> _Objective_
Rewrite all of the data below as a numbered list, skipping blank lines. Leave the pictures out of your answer.

Excerpts from location labeling data:
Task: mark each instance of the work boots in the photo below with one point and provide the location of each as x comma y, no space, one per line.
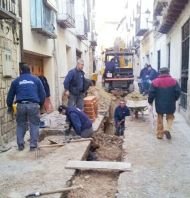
168,135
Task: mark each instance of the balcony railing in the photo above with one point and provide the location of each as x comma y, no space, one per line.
159,5
8,9
170,14
82,27
65,15
42,19
140,28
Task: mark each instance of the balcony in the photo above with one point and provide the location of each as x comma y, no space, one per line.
82,27
65,15
8,9
159,5
93,39
42,19
170,15
141,28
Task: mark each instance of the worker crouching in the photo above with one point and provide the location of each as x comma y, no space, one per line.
121,111
78,120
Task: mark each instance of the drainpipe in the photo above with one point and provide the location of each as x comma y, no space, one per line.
21,32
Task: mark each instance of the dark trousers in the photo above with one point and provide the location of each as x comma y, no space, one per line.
120,129
28,115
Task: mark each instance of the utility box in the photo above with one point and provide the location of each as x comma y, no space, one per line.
7,63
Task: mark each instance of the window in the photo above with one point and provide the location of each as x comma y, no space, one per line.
42,18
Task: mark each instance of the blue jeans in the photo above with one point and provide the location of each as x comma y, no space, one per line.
76,101
28,115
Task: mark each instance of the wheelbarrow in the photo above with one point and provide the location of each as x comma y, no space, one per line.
137,106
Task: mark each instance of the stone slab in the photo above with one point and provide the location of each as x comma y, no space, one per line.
24,172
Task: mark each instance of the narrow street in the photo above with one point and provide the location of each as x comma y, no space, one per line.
160,168
73,75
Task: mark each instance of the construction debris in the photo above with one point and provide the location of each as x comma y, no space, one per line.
38,194
98,165
136,96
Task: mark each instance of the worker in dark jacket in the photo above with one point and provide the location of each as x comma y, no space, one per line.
74,86
165,91
30,95
121,111
78,120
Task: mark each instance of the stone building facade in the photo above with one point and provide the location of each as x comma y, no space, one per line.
9,58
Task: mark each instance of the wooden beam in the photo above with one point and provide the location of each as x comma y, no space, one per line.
99,165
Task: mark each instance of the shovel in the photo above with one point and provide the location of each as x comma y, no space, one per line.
38,194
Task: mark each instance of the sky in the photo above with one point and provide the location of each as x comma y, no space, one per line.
108,15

> _Written response_
1. Task: mark each instance of the work boots in the photo below with one point and provide the location of each as x comma y, no space, one per line.
2. 168,135
3. Task: mark each instance of the balcony railing in the photo above with one point and provide the location of each as x comma y, no space, one per line.
4. 159,5
5. 8,9
6. 170,14
7. 82,27
8. 65,15
9. 42,19
10. 140,28
11. Task: mark each instance of the balcony in the photo above with one point and provide the location of each as x comma y, no space, one per line.
12. 82,27
13. 65,15
14. 8,9
15. 159,5
16. 93,39
17. 42,19
18. 170,15
19. 141,28
20. Task: mark each instance of the worker crouching in the photo above with one point and provide the location of each as x comma y, no space, one per line.
21. 121,111
22. 78,120
23. Task: mark each instance of the drainpipe in the photo above with one point and provide the location of each as x comma y, no space, one per line.
24. 21,32
25. Task: mark each instance of the dark trousers in the photo above with one point and provide the location of each as x comma y, no space, one per line.
26. 120,129
27. 28,115
28. Task: mark each instance of the utility box in the photo above with one point and provide the location of each as x comma y, no space, one per line.
29. 7,63
30. Task: mark each instance of the window in the photo above with one point and provide the location of each as x comma y, no space, one per line.
31. 42,18
32. Task: mark each instance of the blue jeans in the photo above with one point and provide the location of each as x comma y, no space, one per line.
33. 76,101
34. 28,115
35. Task: mark each instance of the wheelbarrow in the photo above with one point and provide the location of each as x comma y, no space, one per line.
36. 137,106
37. Task: mark each instance of the stone slab in the photo above with one point and provide the location of each as x comma y, no space, one per line.
38. 24,172
39. Task: mark each instance of the narrow street in the photo above with one point and provide the location of each as x comma y, no space, one per line.
40. 160,168
41. 73,75
42. Task: mark each instance of the construction debris in the photo above with one point and provide the location of each as x comma y, no space, one per line.
43. 38,194
44. 98,165
45. 136,96
46. Task: mark each instance of the worker in dark jacket in the photo above with one point and provide the location of each as x comma y, no space, one per line.
47. 74,86
48. 165,91
49. 30,95
50. 121,111
51. 78,120
52. Task: mark each instance of the stone building facade in the photo above with one point and provide the location of each as x comma y, no space, one per line.
53. 9,58
54. Task: mark each instance of the wooden beam in the photo above with one point and provide the location of each as x comma y, no space, one per line.
55. 99,165
56. Task: mark each instance of the shovel in the photo above with one point and provide the location of each as x comma y, no space, one per line.
57. 38,194
58. Task: mark each instance of the sky in the photo above with one point and provide the location of each as x comma y, no space, one per line.
59. 108,15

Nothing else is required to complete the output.